YOUR TASK
Return each line below that contains the word "white", copied in full. Case counts.

Rows from a dataset

● ● ●

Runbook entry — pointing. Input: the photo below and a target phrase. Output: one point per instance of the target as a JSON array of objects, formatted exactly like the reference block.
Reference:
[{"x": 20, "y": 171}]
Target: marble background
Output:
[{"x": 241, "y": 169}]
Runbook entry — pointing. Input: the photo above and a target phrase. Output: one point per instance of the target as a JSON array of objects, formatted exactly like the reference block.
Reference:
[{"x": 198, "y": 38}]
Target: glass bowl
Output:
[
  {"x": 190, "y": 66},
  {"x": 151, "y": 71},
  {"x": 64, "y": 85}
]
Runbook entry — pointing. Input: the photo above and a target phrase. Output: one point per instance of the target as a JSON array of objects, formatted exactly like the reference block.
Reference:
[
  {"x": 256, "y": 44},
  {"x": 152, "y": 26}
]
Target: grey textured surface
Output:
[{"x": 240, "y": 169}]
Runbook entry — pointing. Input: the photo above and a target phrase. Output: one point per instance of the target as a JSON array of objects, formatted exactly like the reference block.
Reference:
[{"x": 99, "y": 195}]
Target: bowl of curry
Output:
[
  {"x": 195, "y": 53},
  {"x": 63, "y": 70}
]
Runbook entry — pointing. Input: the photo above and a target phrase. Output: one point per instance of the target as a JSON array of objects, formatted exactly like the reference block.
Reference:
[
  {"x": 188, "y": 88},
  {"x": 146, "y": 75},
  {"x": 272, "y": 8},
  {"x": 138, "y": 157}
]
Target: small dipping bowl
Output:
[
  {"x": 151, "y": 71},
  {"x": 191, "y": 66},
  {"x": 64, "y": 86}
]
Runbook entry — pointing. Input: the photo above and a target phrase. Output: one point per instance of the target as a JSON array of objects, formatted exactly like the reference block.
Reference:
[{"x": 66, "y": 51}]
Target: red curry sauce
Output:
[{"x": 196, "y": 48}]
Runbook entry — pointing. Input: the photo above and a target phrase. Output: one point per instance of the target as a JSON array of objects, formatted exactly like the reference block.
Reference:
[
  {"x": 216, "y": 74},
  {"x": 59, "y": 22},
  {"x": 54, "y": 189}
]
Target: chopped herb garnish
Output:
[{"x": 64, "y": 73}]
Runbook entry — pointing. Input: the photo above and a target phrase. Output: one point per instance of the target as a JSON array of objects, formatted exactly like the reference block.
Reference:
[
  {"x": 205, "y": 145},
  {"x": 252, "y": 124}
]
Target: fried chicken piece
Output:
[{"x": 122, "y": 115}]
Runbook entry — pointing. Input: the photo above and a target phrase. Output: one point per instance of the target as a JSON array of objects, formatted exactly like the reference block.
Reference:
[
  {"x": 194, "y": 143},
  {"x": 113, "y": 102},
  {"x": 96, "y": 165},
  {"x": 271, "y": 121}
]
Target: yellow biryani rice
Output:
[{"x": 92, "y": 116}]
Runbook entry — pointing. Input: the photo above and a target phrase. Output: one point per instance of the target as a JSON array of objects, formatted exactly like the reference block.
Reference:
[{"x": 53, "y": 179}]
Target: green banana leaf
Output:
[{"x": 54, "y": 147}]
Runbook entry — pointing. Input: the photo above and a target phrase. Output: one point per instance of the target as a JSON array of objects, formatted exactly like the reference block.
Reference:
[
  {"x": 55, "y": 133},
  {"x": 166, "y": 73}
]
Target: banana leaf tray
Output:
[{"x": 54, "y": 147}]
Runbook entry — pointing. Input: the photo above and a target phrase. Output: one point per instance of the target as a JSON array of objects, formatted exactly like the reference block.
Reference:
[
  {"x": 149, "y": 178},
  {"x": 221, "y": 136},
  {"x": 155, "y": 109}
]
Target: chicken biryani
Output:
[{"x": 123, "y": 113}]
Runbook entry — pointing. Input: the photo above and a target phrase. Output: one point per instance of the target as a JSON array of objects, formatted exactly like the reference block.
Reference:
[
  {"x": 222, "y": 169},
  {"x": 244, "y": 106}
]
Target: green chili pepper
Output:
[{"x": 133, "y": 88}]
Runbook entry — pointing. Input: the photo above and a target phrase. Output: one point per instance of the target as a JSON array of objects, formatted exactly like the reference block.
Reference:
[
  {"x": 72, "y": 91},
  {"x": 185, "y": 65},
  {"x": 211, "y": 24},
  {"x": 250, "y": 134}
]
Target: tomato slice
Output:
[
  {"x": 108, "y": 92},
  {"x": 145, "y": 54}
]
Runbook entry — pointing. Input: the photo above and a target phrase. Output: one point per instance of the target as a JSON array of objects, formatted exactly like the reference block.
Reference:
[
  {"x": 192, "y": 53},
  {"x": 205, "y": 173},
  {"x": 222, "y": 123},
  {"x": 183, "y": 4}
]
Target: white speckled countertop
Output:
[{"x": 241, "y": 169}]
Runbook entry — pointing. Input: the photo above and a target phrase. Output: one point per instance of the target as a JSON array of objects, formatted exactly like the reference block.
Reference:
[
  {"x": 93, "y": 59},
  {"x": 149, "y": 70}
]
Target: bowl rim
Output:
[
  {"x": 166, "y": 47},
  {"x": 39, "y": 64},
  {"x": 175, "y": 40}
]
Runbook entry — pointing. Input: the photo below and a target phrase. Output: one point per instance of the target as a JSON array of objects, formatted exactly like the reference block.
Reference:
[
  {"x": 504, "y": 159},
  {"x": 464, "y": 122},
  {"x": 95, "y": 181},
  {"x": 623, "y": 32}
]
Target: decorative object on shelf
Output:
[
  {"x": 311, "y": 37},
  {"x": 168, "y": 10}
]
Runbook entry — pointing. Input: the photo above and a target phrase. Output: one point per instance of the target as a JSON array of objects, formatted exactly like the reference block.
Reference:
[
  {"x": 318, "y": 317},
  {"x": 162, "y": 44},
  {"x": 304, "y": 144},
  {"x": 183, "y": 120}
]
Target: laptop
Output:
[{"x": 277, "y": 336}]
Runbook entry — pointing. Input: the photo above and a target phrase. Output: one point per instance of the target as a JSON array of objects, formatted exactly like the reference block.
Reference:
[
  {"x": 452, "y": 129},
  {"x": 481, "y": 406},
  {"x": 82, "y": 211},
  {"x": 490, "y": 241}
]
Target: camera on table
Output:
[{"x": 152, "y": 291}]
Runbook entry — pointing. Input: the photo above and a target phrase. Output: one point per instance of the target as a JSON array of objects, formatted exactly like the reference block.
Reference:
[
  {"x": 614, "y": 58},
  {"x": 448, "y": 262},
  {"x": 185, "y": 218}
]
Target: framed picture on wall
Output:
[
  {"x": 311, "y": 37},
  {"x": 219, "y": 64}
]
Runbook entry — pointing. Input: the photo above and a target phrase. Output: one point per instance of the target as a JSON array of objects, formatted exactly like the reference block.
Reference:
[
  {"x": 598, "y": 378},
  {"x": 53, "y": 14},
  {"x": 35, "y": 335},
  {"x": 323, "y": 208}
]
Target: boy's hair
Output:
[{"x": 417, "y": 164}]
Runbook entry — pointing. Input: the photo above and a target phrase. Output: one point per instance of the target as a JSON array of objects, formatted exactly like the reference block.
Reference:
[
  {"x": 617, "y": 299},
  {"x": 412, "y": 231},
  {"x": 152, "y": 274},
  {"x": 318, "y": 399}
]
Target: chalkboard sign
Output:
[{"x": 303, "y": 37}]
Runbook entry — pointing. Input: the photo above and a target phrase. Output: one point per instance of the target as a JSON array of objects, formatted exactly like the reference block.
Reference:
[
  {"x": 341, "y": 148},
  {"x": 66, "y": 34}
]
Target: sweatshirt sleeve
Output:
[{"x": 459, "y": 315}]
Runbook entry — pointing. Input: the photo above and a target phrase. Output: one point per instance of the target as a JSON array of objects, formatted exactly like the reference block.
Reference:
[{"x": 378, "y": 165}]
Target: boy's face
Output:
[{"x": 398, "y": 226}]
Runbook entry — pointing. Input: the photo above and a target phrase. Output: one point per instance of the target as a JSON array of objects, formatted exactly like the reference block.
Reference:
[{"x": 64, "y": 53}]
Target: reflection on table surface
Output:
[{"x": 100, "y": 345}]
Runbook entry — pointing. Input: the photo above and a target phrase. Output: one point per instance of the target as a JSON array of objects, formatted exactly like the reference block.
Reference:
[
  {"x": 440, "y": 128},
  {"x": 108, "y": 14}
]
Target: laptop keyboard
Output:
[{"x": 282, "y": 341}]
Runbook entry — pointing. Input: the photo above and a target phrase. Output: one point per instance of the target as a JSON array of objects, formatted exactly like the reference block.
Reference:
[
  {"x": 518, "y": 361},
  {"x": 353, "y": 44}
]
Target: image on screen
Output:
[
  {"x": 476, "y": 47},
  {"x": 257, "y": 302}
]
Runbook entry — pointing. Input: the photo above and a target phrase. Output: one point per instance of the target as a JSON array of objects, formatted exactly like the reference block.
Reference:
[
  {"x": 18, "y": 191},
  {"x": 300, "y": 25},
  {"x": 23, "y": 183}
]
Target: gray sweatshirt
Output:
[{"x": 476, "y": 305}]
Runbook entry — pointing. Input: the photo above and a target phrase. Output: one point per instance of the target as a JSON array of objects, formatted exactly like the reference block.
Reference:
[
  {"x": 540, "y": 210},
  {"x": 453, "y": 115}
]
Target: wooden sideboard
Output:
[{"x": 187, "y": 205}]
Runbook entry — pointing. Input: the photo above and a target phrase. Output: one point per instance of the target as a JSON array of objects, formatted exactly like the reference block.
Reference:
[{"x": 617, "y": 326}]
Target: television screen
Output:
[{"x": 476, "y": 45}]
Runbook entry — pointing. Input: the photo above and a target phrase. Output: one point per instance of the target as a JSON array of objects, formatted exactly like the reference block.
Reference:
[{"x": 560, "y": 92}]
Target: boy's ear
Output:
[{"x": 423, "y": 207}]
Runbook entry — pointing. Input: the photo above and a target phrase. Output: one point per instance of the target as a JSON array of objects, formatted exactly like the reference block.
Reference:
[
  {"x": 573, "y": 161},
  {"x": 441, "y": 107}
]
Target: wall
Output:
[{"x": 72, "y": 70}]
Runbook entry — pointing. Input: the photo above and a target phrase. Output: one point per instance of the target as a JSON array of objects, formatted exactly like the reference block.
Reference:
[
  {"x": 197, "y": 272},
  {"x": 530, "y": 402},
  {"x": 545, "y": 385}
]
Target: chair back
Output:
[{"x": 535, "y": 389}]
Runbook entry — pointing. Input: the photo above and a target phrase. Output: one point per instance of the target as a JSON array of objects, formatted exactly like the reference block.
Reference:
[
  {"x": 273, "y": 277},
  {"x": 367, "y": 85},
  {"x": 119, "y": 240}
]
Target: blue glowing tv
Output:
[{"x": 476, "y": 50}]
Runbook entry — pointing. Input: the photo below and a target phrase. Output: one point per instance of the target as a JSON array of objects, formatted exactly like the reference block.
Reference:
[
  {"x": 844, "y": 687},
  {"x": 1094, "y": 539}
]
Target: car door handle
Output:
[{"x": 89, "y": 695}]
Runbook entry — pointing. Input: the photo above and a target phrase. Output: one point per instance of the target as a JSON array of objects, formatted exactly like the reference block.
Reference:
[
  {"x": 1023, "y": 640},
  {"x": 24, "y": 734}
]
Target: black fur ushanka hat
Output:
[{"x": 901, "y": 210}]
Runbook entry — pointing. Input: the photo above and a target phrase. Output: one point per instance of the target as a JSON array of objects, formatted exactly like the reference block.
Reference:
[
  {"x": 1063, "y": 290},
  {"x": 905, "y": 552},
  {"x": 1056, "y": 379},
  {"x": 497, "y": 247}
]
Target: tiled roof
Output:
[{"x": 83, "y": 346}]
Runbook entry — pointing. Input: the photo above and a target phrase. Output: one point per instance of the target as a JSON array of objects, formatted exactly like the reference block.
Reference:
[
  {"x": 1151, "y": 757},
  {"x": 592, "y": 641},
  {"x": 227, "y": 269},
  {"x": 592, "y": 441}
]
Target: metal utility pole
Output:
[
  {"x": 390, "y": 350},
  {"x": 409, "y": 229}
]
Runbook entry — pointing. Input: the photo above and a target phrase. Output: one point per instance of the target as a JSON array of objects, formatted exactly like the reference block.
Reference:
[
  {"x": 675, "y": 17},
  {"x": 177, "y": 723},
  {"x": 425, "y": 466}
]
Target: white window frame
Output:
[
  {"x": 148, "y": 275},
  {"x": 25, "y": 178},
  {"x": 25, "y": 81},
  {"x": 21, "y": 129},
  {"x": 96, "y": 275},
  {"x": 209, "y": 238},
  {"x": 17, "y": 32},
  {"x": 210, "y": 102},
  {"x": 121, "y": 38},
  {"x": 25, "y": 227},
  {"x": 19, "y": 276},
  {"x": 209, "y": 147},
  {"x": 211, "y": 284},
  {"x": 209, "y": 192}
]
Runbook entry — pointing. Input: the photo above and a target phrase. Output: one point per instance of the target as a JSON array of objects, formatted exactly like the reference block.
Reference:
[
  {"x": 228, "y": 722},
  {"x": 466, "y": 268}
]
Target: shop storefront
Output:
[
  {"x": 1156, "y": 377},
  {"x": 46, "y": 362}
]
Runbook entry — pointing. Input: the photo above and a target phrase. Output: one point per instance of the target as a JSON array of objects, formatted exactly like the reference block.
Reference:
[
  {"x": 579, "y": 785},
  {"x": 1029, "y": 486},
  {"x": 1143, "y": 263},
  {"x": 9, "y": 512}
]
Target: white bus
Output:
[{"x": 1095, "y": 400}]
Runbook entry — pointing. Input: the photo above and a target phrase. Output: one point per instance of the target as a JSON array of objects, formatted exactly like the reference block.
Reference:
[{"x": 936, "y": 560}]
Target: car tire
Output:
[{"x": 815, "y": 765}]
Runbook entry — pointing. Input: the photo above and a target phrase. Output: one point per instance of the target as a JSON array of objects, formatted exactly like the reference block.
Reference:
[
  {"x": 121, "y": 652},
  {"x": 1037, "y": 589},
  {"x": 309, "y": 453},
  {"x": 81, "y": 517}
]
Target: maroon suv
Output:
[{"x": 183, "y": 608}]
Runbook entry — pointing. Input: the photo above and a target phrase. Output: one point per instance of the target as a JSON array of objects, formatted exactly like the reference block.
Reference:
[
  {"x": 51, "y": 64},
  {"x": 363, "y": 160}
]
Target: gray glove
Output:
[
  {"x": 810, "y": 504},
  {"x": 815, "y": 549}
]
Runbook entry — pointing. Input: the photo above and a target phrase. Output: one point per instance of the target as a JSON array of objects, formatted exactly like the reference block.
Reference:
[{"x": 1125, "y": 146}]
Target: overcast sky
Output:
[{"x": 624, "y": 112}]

● ● ●

WORKED SOLUTION
Target: white speckled countertop
Target: white window frame
Target: white bus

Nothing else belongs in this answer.